Task details - Can you lay out the lines from the one containing "Where can the bright" up to and including the one containing "point(503, 234)" as a JSON list of strings, one string per line, with blank lines left out? Include only those lines.

Given data -
-- Begin --

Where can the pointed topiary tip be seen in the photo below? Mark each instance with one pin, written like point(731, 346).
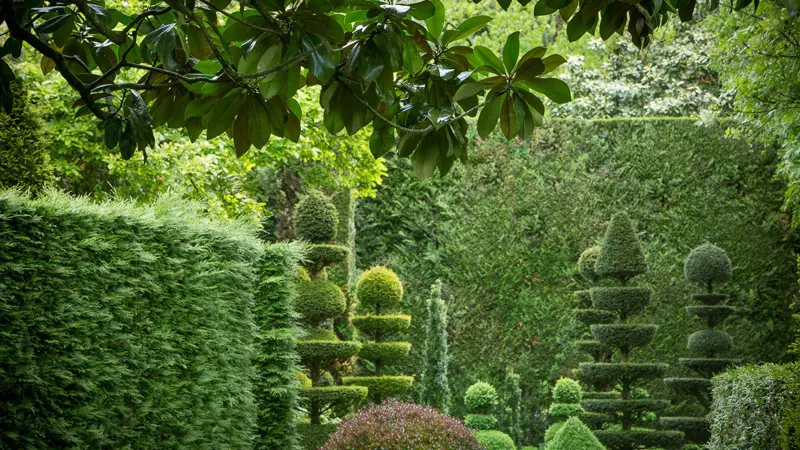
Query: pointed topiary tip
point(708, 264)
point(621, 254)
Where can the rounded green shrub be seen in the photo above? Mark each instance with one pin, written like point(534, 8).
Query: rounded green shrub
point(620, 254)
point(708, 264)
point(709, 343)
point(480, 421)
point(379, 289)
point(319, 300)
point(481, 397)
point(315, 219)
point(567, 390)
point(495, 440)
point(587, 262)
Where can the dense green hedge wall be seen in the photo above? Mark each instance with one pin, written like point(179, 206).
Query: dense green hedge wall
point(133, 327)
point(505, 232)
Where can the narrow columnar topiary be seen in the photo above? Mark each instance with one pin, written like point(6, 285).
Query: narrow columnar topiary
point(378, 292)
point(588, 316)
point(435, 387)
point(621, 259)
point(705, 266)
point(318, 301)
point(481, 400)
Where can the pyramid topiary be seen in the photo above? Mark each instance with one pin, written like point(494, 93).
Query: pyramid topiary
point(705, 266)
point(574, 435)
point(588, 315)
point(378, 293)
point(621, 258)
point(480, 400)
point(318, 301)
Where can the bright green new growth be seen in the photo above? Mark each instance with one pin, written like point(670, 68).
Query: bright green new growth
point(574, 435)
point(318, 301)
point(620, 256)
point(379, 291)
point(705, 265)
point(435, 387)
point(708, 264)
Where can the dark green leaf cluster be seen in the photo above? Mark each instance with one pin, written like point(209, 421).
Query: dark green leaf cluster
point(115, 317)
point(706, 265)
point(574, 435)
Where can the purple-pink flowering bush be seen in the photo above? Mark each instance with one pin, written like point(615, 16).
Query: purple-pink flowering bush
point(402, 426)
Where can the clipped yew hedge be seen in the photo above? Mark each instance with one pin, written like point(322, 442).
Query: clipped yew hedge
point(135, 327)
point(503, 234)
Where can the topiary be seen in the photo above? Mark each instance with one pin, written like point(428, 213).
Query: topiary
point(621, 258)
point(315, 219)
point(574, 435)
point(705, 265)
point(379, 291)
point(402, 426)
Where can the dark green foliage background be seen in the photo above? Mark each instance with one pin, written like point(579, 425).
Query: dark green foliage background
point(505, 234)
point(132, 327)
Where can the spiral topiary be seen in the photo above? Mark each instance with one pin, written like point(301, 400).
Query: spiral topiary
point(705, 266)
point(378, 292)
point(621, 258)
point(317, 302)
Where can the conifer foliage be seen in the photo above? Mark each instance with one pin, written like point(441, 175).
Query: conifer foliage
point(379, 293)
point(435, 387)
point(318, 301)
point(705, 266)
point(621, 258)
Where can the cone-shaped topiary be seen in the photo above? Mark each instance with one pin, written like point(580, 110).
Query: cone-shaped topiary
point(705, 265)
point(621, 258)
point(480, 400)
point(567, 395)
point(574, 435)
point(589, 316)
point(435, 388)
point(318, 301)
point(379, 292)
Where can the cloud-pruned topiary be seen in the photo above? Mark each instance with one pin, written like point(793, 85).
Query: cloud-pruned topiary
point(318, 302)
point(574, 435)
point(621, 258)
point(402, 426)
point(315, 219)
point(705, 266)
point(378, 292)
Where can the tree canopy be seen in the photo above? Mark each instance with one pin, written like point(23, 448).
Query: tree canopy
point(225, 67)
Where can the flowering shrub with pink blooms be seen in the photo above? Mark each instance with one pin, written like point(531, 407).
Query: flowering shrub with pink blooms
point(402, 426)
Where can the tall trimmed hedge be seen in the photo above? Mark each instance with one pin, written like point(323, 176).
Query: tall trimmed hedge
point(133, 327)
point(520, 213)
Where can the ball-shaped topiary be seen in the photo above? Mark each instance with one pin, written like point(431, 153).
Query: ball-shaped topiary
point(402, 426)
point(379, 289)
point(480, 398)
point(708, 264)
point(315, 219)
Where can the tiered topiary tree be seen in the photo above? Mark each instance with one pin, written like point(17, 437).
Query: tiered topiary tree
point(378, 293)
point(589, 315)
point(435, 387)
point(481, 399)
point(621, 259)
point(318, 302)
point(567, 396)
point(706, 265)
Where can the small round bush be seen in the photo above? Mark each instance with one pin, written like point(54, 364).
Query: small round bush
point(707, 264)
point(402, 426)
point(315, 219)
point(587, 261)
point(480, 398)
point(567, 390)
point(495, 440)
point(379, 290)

-- End --

Result of this exercise -
[
  "Where can the bright green new growth be seen in the photo above? Mark each instance with one pin, written like point(670, 68).",
  "Query: bright green new growth",
  "point(574, 435)",
  "point(318, 301)",
  "point(620, 256)",
  "point(379, 291)",
  "point(705, 265)",
  "point(435, 387)",
  "point(708, 264)",
  "Where can the dark green leaf cluster be seen in the photo above? Mark each instance with one pin, written like point(209, 421).",
  "Query: dark green leaf cluster",
  "point(115, 317)",
  "point(706, 265)",
  "point(574, 435)",
  "Where can the purple-pink flowering bush be seen in the photo above? Mark each instance with one pin, written like point(615, 16).",
  "Query: purple-pink flowering bush",
  "point(402, 426)",
  "Where can the clipped yew hedge be seen in the photo above? Mark each instance with one pin, written like point(322, 442).",
  "Query: clipped yew hedge",
  "point(135, 327)",
  "point(503, 234)"
]